**Tasks to complete**
A. Answer these from the span attributes reference:
(i) Which OTel attribute types does the Type column use?
(ii) Which metrics does the `POST /v1/images/generations` endpoint emit?
(iii) How many chat endpoints share the same handler?
B. Write out the span attributes reference word for word from "Conventions used in" to "standard HTTP spans.".
C. Write the next part of the span attributes reference, picking up after its last sentence.

[Opening Text block section]

Span Attributes

Every GenAI span emitted by the gateway follows the OpenTelemetry GenAI semantic conventions. The span name follows the pattern {operation} {model} (e.g. chat gpt-4o, embeddings text-embedding-3-small). This page is the complete catalog of every span attribute that may appear on your GenAI spans. Attributes are grouped by category: core GenAI semantics, routing, experimentation, client context, and caching. For how to configure and export your telemetry, see Telemetry Overview.

Conventions used in this reference

Type column uses OTel attribute types: string, int, float, bool.
string (JSON) denotes a string attribute whose value is a JSON-encoded structure.
string (JSON array) denotes a string attribute whose value is a JSON array.
“When set” means the attribute is omitted entirely when the source value is absent; it is never recorded as empty or zero.
Attributes in the gen_ai.* namespace follow the OTel GenAI semantic conventions. Attributes in the gateway.* namespace are gateway-specific extensions.

Endpoint instrumentation matrix

Not every endpoint produces GenAI telemetry. The table below shows which endpoints emit GenAI spans and metrics versus plain HTTP spans only. Endpoints marked “No” under GenAI Span still produce standard HTTP spans.

Endpoint	GenAI Span	Operation	Streaming	Content Capture	Metrics
`POST /v1/chat/completions`	Yes	`chat` or `generate_content`	Both	Yes	All
`POST /v1/messages`	Yes	`chat` or `generate_content`	Both	Yes	All
`POST /v1/responses`	Yes	`chat` or `generate_content`	Both	Yes	All
`POST /v1/embeddings`	Yes	`embeddings`	No	Input text	Duration + tokens
`POST /v1/images/generations`	Yes	`image_generation`	No	Prompt in, revised_prompt out	Duration
`POST /v1/audio/speech`	Yes	`audio_speech`	No	Input text, no output (binary)	Duration
`POST /v1/audio/transcriptions`	Yes	`audio_transcription`	No	No input (binary), output text	Duration
`POST /v1/messages/count_tokens`	No	—	—	—	—
`GET /v1/models`	No	—	—	—	—
`GET /health`	No	—	—	—	—

All three chat endpoints share the same handler and produce identical telemetry. The gen_ai.operation.name is chat for standard requests or generate_content where the provider uses that convention.

[Closing Text block section]
[Opening Records section]

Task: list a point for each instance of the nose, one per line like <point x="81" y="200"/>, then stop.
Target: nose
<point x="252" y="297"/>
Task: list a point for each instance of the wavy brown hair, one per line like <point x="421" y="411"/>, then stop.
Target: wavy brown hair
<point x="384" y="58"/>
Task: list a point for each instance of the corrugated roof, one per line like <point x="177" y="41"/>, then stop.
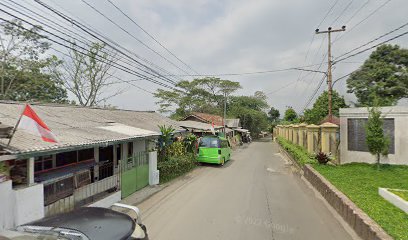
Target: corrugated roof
<point x="232" y="122"/>
<point x="209" y="118"/>
<point x="75" y="126"/>
<point x="197" y="125"/>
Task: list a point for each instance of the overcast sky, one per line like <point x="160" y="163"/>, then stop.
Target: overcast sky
<point x="234" y="36"/>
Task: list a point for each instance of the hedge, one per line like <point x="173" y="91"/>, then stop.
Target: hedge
<point x="175" y="166"/>
<point x="298" y="153"/>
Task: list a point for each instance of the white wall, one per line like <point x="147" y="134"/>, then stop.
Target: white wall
<point x="400" y="115"/>
<point x="6" y="205"/>
<point x="29" y="204"/>
<point x="20" y="206"/>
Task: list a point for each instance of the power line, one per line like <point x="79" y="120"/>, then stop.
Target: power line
<point x="154" y="39"/>
<point x="364" y="19"/>
<point x="133" y="36"/>
<point x="364" y="50"/>
<point x="117" y="66"/>
<point x="377" y="38"/>
<point x="87" y="43"/>
<point x="95" y="35"/>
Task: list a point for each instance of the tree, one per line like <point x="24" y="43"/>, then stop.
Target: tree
<point x="290" y="115"/>
<point x="320" y="108"/>
<point x="25" y="68"/>
<point x="200" y="95"/>
<point x="88" y="76"/>
<point x="273" y="114"/>
<point x="376" y="140"/>
<point x="384" y="75"/>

[Closing Records section]

**Task-by-task outputs**
A.
(i) string, int, float, bool
(ii) Duration
(iii) Three

B.
Conventions used in this reference

Type column uses OTel attribute types: string, int, float, bool.
string (JSON) denotes a string attribute whose value is a JSON-encoded structure.
string (JSON array) denotes a string attribute whose value is a JSON array.
“When set” means the attribute is omitted entirely when the source value is absent; it is never recorded as empty or zero.
Attributes in the gen_ai.* namespace follow the OTel GenAI semantic conventions. Attributes in the gateway.* namespace are gateway-specific extensions.

Endpoint instrumentation matrix

Not every endpoint produces GenAI telemetry. The table below shows which endpoints emit GenAI spans and metrics versus plain HTTP spans only. Endpoints marked “No” under GenAI Span still produce standard HTTP spans.

C.
Media endpoints (images/generations, audio/speech, audio/transcriptions) do not report token usage metrics. Only gen_ai.client.operation.duration is recorded for those endpoints.

Always present

These four attributes appear on every GenAI span regardless of endpoint, provider, or request shape. They form the minimum set required for basic filtering and grouping in any trace backend.

Attribute	Type	Description
`gen_ai.operation.name`	string	`chat`, `generate_content`, `embeddings`, `image_generation`, `audio_speech`, or `audio_transcription`
`gen_ai.provider.name`	string	Provider identity (`openai`, `anthropic`, `xai`)
`gen_ai.request.model`	string	Model name from the request
`gen_ai.request.stream`	bool	Whether the request uses streaming

Request parameters (when set)

These attributes are recorded only when the corresponding parameter is present in the request body. Absent parameters produce no attribute rather than a zero or null value.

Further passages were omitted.